Available records:
------------

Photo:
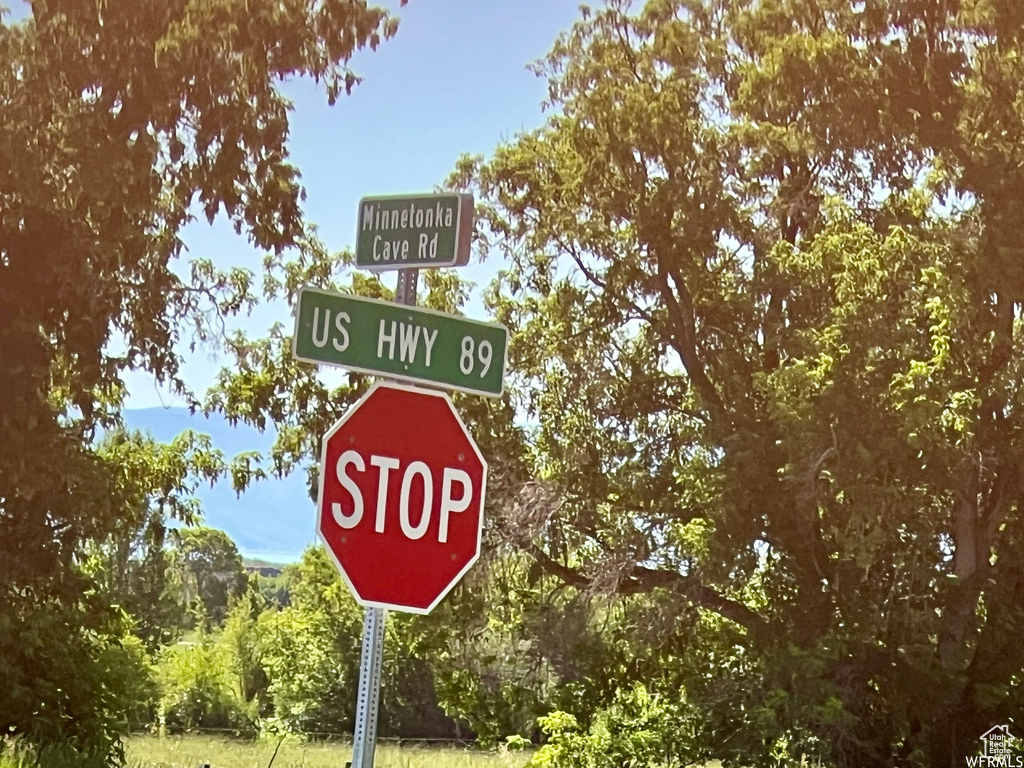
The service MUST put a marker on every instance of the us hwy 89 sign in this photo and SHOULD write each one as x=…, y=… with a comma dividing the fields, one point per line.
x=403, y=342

------------

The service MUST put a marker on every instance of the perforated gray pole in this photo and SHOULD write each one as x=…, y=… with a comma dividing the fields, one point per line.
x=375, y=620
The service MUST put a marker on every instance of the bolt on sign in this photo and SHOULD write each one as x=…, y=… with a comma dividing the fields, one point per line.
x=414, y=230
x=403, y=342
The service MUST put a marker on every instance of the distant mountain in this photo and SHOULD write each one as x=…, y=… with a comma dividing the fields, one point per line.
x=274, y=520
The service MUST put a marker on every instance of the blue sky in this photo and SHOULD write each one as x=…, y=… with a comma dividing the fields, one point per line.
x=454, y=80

------------

Short problem:
Please copy out the rows word for word, beginning at the line that has "of the blue" and stopping after the line that has "x=454, y=80".

Right answer:
The service MUST put a marker on every instance of the blue sky in this photo and SHOULD write each one as x=…, y=… with a comma dividing the fields, one point per line.
x=454, y=80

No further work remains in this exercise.